▶ _ABOUT THIS TASK_
The entries should be written out again exactly as they read.

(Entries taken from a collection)
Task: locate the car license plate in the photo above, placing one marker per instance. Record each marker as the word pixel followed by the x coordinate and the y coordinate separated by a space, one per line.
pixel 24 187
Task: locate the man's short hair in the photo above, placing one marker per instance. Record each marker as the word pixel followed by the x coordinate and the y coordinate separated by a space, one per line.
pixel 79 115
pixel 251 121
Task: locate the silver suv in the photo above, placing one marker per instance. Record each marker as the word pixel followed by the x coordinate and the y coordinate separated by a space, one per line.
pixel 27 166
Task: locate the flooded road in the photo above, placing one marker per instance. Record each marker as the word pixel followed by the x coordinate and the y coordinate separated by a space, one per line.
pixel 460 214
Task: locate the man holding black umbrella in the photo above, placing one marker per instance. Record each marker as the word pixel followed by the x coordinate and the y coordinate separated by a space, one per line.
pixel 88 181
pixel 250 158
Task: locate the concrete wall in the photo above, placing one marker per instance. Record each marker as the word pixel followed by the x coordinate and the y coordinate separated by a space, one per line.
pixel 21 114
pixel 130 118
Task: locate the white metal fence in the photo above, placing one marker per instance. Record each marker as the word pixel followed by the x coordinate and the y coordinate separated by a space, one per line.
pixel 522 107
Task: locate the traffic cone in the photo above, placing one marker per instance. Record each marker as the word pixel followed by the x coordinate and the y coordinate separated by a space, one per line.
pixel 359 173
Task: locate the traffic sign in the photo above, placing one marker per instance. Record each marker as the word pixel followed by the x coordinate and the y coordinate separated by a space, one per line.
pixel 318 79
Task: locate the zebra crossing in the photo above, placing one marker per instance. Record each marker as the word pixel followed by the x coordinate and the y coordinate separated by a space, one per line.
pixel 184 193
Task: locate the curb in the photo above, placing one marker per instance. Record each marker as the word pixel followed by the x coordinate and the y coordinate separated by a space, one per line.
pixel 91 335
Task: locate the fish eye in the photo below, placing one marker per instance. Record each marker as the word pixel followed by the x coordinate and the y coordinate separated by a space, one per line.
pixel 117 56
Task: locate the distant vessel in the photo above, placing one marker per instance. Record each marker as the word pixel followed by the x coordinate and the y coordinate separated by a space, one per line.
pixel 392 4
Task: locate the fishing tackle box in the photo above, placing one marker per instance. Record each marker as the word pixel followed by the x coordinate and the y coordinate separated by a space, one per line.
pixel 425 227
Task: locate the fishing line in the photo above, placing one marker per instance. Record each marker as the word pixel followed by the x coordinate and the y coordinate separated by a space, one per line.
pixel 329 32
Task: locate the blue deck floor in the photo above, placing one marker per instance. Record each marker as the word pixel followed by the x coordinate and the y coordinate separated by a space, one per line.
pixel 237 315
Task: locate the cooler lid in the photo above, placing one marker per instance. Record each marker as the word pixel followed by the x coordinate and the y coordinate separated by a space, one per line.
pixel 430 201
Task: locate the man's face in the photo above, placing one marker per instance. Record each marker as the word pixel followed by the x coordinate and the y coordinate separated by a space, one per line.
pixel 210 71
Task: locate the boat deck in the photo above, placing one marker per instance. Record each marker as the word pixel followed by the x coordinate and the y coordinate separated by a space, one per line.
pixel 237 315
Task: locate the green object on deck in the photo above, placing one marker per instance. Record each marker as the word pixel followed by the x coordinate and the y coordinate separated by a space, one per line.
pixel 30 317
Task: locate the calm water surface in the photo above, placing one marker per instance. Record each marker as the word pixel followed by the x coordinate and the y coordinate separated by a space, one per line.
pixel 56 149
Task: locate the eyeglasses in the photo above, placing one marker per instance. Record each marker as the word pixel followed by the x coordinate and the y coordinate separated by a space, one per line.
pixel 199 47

▶ _TASK SOLUTION_
Task: locate the car license plate in the photo above, placing one marker per instance. Record each marker as the word pixel followed by the x coordinate and the y coordinate separated by a space, one per line.
pixel 24 187
Task: locate the man's short hair in the photo above, placing one marker per instance. Record each marker as the word pixel followed by the x coordinate and the y coordinate separated by a space, one per line.
pixel 79 115
pixel 251 121
Task: locate the silver suv in the photo above, placing one marker per instance. Record each marker as the word pixel followed by the x coordinate and the y coordinate separated by a space, one per line.
pixel 27 166
Task: locate the flooded road in the photo above, placing one marker per instance. Record each marker as the word pixel followed by the x coordinate and the y coordinate separated by a space, one per line.
pixel 460 214
Task: locate the man holding black umbrella in the photo above, placing one marker per instance. Record each marker as the word pixel followed by the x coordinate and the y coordinate separated by a space, one per line.
pixel 88 181
pixel 250 158
Task: locate the concrete wall in the photo above, placing one marker per instance. Record each marker as the word pixel followed by the x coordinate and the y coordinate separated by a space, one per line.
pixel 21 114
pixel 130 118
Task: locate the white metal fence in the photo above, placing one marker per instance. Record each marker as the word pixel followed by the x coordinate and the y coordinate separated by a space, one per line.
pixel 522 107
Task: locate the traffic cone in the photo above, placing one marker per instance. Record each marker as the word pixel followed by the x coordinate and the y coordinate separated by a space, one per line.
pixel 359 173
Task: locate the traffic sign in the photo above, placing one marker per instance. Record each marker as the word pixel followed by the x coordinate and the y coordinate separated by a space, one per line.
pixel 318 79
Task: locate the zebra crossing in the photo above, placing one marker per instance. Record each marker as the word pixel followed by the x coordinate and the y coordinate separated by a space, one per line.
pixel 184 193
Task: locate the curb in the photo above, placing one marker per instance. Record each marker as the word pixel followed by the x coordinate and the y coordinate separated by a space, one per line.
pixel 91 335
Task: locate the fish eye in the photo below, placing one marker per instance. Record each marker as the word pixel followed by the x coordinate and the y coordinate separated by a space, one per line.
pixel 117 56
Task: locate the distant vessel in the photo above, placing one marker per instance. Record each marker as the word pixel followed by the x coordinate and the y coordinate separated by a space, one per line.
pixel 392 4
Task: locate the fishing tackle box in the photo above, placing one marker per instance. Record each marker as the word pixel followed by the x coordinate and the y coordinate separated by a space, one per line.
pixel 425 227
Task: locate the fishing line in the photo above, placing one marker per instance. Record each marker as the word pixel followed by the x coordinate and the y coordinate separated by a space, one per line.
pixel 329 32
Task: locate the blue deck floor in the photo above, placing one marker per instance. Record each marker as the word pixel followed by the x coordinate and the y coordinate separated by a space, one per line.
pixel 237 315
Task: locate the cooler lid in the photo above, placing one marker per instance. Record each marker as the word pixel followed by the x coordinate and the y coordinate separated by a space, one per line.
pixel 430 201
Task: locate the man's face in the photo above, placing one marker per instance. Record each marker as the word pixel followed by the x coordinate and the y coordinate separated by a space, one per line.
pixel 210 71
Task: locate the boat deck in the photo above, placing one marker per instance. Record each marker as the word pixel followed by the x coordinate and the y coordinate separated by a space, one per line.
pixel 237 315
Task: locate the green object on deck in the photo above, placing one marker per instance. Record each marker as the word pixel followed by the x coordinate and the y coordinate separated by a space, one per line.
pixel 30 317
Task: locate the calm water surface in the photo above, placing one marker per instance. Record each marker as the word pixel followed by the x coordinate and the y coordinate separated by a space, one per line.
pixel 56 149
Task: locate the eyeglasses in the photo above, placing one marker per instance. Record each marker as the word pixel followed by the x coordinate and the y coordinate separated by a space, one per line.
pixel 199 47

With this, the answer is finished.